Return the data below unchanged, reproducing every line in the same order.
-- Begin TASK INPUT --
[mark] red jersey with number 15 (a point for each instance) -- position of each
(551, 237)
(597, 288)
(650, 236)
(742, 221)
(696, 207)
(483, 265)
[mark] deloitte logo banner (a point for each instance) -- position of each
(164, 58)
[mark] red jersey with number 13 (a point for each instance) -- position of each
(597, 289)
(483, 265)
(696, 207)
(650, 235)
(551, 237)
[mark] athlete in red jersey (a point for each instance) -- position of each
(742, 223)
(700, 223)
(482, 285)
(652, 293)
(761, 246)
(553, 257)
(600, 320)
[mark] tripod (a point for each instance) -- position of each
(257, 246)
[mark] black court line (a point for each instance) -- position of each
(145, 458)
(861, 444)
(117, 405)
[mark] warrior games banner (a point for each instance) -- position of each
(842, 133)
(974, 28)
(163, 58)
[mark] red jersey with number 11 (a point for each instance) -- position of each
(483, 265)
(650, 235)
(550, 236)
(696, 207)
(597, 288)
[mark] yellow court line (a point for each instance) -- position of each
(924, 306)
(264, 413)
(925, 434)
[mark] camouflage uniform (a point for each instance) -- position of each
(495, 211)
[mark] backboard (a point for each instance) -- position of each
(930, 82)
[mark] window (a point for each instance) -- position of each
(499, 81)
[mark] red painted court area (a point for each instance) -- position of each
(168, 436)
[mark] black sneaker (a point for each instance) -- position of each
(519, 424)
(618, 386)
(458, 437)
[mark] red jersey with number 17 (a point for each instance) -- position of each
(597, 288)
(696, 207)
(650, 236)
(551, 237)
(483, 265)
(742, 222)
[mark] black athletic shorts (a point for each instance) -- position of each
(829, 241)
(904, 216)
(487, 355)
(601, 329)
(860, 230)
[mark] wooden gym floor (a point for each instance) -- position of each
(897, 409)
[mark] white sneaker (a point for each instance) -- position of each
-- End TASK INPUT --
**RESPONSE TO THIS TASK:**
[mark] red jersey with number 15 (a point for each instance) -- position of each
(551, 237)
(597, 288)
(650, 236)
(742, 221)
(696, 207)
(483, 265)
[mark] deloitte logo banner (a point for each instance) -- position of each
(164, 58)
[mark] red jersey with number 13 (a point for each instance) -- position of each
(597, 289)
(483, 265)
(696, 207)
(650, 235)
(551, 237)
[mark] athlete in red jersey (a point for each instance) -- position of each
(742, 223)
(700, 223)
(482, 285)
(652, 293)
(761, 246)
(553, 257)
(600, 320)
[mark] tripod (a point for each instance) -- position of each
(257, 246)
[mark] black court line (a point for each instance) -- position of each
(145, 458)
(861, 444)
(117, 405)
[mark] warrior games banner (a point for each instance) -- position of each
(842, 133)
(974, 28)
(163, 58)
[mark] red jersey with number 11 (a point for each instance) -- position of each
(483, 265)
(650, 235)
(550, 236)
(696, 207)
(597, 288)
[mark] yellow court line (a point for each instance) -- position of each
(924, 306)
(264, 413)
(925, 434)
[mark] camouflage uniform (a point for each instance) -- position of each
(495, 211)
[mark] backboard (a point for each instance) -- position of each
(930, 82)
[mark] window (a point for each instance) -- position of each
(499, 81)
[mark] red painted court area (a point for each instance) -- position of each
(168, 436)
[mark] black sneaker (a point for each instance) -- position of each
(519, 424)
(618, 386)
(458, 437)
[mark] red jersey with number 17 (a point for each instance) -- position of each
(597, 288)
(696, 207)
(650, 236)
(551, 237)
(483, 265)
(742, 222)
[mark] black athletic shorts (a point for each instance) -- position of each
(829, 241)
(904, 216)
(487, 355)
(601, 329)
(860, 230)
[mark] wooden gym floor (a point for each instance) -- position of each
(897, 409)
[mark] white sneaker (a point for each instance) -- position of each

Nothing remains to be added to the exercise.